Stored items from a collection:
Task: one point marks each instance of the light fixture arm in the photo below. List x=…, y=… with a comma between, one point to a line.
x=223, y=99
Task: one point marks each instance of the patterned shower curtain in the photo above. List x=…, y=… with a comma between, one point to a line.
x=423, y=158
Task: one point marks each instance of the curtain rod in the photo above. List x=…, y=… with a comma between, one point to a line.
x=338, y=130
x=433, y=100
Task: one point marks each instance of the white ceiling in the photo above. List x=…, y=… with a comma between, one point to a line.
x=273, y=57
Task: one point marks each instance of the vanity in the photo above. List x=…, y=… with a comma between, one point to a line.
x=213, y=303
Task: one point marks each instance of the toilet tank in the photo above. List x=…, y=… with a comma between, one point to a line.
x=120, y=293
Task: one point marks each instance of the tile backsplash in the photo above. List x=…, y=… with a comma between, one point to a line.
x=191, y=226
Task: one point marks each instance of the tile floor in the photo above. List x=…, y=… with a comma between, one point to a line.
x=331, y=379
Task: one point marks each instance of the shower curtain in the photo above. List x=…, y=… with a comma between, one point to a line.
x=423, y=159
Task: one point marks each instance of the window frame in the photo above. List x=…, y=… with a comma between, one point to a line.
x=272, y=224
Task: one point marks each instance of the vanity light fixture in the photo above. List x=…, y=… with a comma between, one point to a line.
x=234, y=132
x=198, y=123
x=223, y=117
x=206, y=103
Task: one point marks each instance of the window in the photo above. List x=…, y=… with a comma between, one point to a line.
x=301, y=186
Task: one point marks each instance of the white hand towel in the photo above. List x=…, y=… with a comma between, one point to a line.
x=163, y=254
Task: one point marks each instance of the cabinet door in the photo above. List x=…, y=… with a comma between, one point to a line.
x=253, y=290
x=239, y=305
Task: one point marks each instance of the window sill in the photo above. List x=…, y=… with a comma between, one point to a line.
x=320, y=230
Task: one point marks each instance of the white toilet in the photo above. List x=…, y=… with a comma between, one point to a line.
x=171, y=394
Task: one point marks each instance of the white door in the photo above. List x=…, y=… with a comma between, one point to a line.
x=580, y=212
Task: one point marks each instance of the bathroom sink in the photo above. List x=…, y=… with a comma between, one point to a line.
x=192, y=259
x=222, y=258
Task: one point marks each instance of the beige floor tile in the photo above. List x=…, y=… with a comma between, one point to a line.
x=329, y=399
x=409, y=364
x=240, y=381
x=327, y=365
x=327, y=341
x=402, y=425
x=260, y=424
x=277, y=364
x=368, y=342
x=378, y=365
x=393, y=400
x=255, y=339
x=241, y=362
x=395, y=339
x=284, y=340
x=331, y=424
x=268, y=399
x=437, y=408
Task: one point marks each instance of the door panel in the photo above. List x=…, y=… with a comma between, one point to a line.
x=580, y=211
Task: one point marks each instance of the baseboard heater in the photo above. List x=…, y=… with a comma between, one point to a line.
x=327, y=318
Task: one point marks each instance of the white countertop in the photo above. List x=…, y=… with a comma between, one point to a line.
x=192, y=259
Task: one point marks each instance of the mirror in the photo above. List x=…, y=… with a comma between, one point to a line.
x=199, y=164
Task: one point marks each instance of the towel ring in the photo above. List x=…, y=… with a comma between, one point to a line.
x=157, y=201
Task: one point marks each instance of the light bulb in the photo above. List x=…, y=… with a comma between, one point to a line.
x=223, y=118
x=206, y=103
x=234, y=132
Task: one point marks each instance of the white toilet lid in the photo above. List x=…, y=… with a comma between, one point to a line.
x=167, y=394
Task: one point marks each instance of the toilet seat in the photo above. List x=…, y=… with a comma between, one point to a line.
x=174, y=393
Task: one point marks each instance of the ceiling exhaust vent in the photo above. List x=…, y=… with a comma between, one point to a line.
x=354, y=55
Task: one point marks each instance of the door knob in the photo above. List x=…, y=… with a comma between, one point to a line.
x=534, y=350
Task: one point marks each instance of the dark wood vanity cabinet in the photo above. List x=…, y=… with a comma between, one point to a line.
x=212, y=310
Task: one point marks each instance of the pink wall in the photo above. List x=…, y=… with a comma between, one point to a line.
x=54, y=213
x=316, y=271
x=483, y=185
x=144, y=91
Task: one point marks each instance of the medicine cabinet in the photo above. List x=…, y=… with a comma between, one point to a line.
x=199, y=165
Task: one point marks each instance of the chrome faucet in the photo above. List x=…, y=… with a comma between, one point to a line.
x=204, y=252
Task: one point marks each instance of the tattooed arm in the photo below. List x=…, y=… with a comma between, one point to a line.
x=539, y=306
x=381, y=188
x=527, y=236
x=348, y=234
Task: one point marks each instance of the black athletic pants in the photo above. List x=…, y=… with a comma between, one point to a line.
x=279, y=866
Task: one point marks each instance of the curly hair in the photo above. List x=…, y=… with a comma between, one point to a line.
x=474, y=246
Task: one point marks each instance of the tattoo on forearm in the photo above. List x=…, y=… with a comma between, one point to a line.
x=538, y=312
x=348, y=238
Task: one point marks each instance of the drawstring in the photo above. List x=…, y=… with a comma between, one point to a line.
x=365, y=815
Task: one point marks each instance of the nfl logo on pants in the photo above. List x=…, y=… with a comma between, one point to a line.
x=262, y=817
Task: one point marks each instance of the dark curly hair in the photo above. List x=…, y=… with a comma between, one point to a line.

**TASK STATEMENT**:
Give back each record above exactly as written.

**EXERCISE OUTPUT**:
Task: one point marks each instance of the light fixture arm in the photo below. List x=…, y=… with a comma between, one point to a line.
x=223, y=99
Task: one point marks each instance of the patterned shower curtain in the photo above. List x=…, y=… with a comma between, one point to a line.
x=423, y=158
Task: one point marks each instance of the curtain rod in the photo above. List x=…, y=… with a comma between, one point to a line.
x=338, y=130
x=433, y=100
Task: one point marks each instance of the white ceiling in the photo above. List x=…, y=… with a comma between, one point to a line.
x=273, y=57
Task: one point marks each instance of the vanity in the photo above. List x=…, y=… with a comma between, one point to a line.
x=213, y=303
Task: one point marks each instance of the toilet tank in the photo above. List x=…, y=… with a comma between, one point to a line.
x=120, y=293
Task: one point marks each instance of the tile backsplash in the photo above. List x=…, y=… with a comma between, one point to a line.
x=191, y=226
Task: one point marks each instance of the tile floor in the photo above. List x=…, y=… with a comma between, one point to a line.
x=331, y=379
Task: one point marks each instance of the shower curtain in the photo above. List x=…, y=… with a comma between, one point to a line.
x=423, y=159
Task: one point marks each instance of the window frame in the photo above. List x=…, y=… with a comma between, one point to a line.
x=272, y=224
Task: one point marks each instance of the vanity light fixture in the photo above. List x=…, y=… with a comma between, one point to a line.
x=234, y=132
x=198, y=123
x=223, y=117
x=206, y=103
Task: one point marks each instance of the window in the photo above. List x=…, y=… with a comma between, one point to a line.
x=301, y=186
Task: one point marks each instance of the white hand towel in the photo above. List x=…, y=… with a comma between, one point to a line.
x=163, y=254
Task: one point marks each instance of the cabinet door in the photo above. List x=…, y=… with a comma between, one point to a line.
x=253, y=290
x=239, y=305
Task: one point marks each instance of the window sill in the photo above. List x=…, y=… with a comma between, one point to a line.
x=320, y=230
Task: one point marks each instance of the white toilet in the photo above. List x=…, y=… with a comma between, one point to a line.
x=171, y=394
Task: one point marks each instance of the white door in the photo above. List x=…, y=… with a comma between, one point to a line.
x=580, y=212
Task: one point marks each instance of the bathroom sink in the photo above. List x=…, y=… with a comma between, one point to a line.
x=192, y=259
x=222, y=258
Task: one point marks each instance of the beige floor tile in the photo above. List x=…, y=… with a comma between, one point to a line.
x=329, y=399
x=409, y=364
x=240, y=381
x=327, y=365
x=327, y=341
x=402, y=425
x=260, y=424
x=277, y=364
x=368, y=342
x=378, y=365
x=393, y=400
x=255, y=339
x=241, y=362
x=395, y=339
x=284, y=340
x=331, y=424
x=268, y=399
x=437, y=408
Task: one point marks each instance of the door panel in the photo above. List x=…, y=… with a comma between, one point to a line.
x=580, y=211
Task: one point marks each instance of the baseboard heater in the photo above. List x=…, y=… with a comma between, one point to a line.
x=327, y=318
Task: one point marks each instance of the white countertop in the photo above. List x=…, y=… with a comma between, one point to a line.
x=192, y=259
Task: one point marks each instance of the mirror in the photo above. List x=…, y=… with a comma between, one point to a line.
x=199, y=164
Task: one point marks each instance of the towel ring in the photo above. List x=…, y=… with a comma between, one point to a line.
x=157, y=201
Task: one point marks each instance of the light bulb in the photo above. List x=…, y=… with a comma between, one point to a line.
x=223, y=118
x=206, y=103
x=234, y=132
Task: one point marks each instance of the white toilet lid in the photo above. List x=…, y=… with a comma between, one point to a line.
x=167, y=394
Task: one point marks each instance of the toilet seat in the photo above. List x=…, y=… with a comma between, one point to a line.
x=174, y=393
Task: one point marks each instance of the ceiling exhaust vent in the photo above. List x=…, y=… with a comma between, one point to a line.
x=354, y=55
Task: one point marks each instance of the door knob in the photo above. List x=…, y=… with a comma between, one point to a line.
x=534, y=350
Task: one point marks each instance of the dark wood vanity cabinet in the photo above. List x=…, y=… with a comma between, one point to a line.
x=212, y=310
Task: one point marks each instance of the pink wall in the photo above. List x=…, y=… with a comma between, one point to a line.
x=54, y=213
x=316, y=271
x=483, y=185
x=144, y=91
Task: one point marks each instance of the medicine cabinet in the photo above. List x=…, y=… with a comma between, one point to a line.
x=199, y=165
Task: one point marks each instance of the chrome faucet in the photo above. List x=…, y=… with a comma between, one point to a line.
x=204, y=252
Task: one point marks each instance of the tattooed arm in the photo below. List x=…, y=… with a comma between, one point to a line.
x=539, y=306
x=381, y=188
x=527, y=236
x=348, y=234
Task: one point marks each instance of the black athletic pants in the photo above. List x=…, y=… with a comma between, one point to a line.
x=279, y=866
Task: one point marks each instance of the curly hair in the photo above. List x=…, y=… with a comma between, one point to a line.
x=474, y=246
Task: one point marks each instance of the tattoo on forearm in the photo above. List x=…, y=… with a comma between, one point to a line.
x=538, y=312
x=348, y=238
Task: one point marks each instance of the drawstring in the photo above. List x=…, y=… with a comma between, one point to a line.
x=365, y=815
Task: one point marks each instance of the nfl logo on pants in the photo above. List x=…, y=… with a comma between, one point to a line.
x=262, y=817
Task: one point marks each instance of the dark curly hair in the photo above. List x=…, y=… with a comma between, one point to a line.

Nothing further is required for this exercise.